The Practical Goal: Approving Excellent Things
Now that this is the proper interpretation, of the central burden of his prayer is evidenced in what he says concerning its practical goal. Why does he pray this? Look at the language. This thing I pray, that your love may abound yet more and more in knowledge and in all discernment, so that you may approve the things that are excellent.
You see the practical goal of his central concern? If God will give them this abounding love with its handmaidens of knowledge and discernment, he says this practical goal will be realized. There will be this ability to approve the things that are excellent. Now many of you will have a marginal reading which renders it, distinguish the things that differ.
Now again, there's a translational problem. You have an exact parallel in the structure of the language, in Romans 2 and verse 18. Professor Murray commenting on that says, it can be translated either of these two ways. Approve the things that are excellent, distinguish the things that differ, and to quote him he says, it is impossible to decide which is the proper rendering.
But in reality, there's really no difference, is there? Think for a moment. If the thing Paul is praying as the practical goal of his central passion is that they may have the ability to distinguish things that differ, well, what's the great end of that? Well, the end is that distinguishing things that differ, they may choose the good above the better, and the best above the better.

[Records of labeled boxes]
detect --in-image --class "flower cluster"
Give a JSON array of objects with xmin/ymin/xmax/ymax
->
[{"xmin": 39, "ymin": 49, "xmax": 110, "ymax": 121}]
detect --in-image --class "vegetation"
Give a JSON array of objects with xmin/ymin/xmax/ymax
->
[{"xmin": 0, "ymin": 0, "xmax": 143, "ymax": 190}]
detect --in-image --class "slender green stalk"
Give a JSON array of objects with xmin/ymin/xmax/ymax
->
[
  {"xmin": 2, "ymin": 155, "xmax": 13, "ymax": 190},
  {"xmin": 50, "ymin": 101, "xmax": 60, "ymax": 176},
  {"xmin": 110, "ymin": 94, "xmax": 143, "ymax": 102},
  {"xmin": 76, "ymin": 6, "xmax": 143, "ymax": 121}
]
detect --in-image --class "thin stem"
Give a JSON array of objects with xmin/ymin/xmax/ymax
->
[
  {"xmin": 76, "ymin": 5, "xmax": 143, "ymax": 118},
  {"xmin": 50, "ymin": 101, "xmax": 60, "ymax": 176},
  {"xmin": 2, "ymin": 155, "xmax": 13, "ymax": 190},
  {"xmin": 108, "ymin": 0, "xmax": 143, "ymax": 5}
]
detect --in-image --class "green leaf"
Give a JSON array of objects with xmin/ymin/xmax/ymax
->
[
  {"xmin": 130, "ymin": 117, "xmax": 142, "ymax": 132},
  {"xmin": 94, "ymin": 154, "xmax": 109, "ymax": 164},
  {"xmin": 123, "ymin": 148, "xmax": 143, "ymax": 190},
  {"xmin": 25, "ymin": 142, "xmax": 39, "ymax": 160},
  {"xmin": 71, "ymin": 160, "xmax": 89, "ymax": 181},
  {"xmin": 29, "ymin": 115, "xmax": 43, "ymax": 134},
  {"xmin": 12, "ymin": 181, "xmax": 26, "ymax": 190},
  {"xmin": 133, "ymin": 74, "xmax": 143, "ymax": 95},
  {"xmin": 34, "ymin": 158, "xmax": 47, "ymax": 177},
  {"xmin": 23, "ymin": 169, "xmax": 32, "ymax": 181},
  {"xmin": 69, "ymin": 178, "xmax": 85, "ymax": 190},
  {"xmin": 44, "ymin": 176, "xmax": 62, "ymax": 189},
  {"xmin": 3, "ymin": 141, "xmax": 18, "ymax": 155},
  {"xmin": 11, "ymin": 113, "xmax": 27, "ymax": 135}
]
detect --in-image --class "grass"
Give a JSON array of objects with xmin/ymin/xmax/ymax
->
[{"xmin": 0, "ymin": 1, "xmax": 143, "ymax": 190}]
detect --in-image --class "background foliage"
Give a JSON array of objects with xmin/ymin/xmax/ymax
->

(DIRECTIONS): Print the part of the sermon passage starting with "The Practical Goal: Approving" and going on through "things that differ.". Rely only on the sermon passage and nothing outside it.

(RESULT BELOW):
The Practical Goal: Approving Excellent Things
Now that this is the proper interpretation, of the central burden of his prayer is evidenced in what he says concerning its practical goal. Why does he pray this? Look at the language. This thing I pray, that your love may abound yet more and more in knowledge and in all discernment, so that you may approve the things that are excellent.
You see the practical goal of his central concern? If God will give them this abounding love with its handmaidens of knowledge and discernment, he says this practical goal will be realized. There will be this ability to approve the things that are excellent. Now many of you will have a marginal reading which renders it, distinguish the things that differ.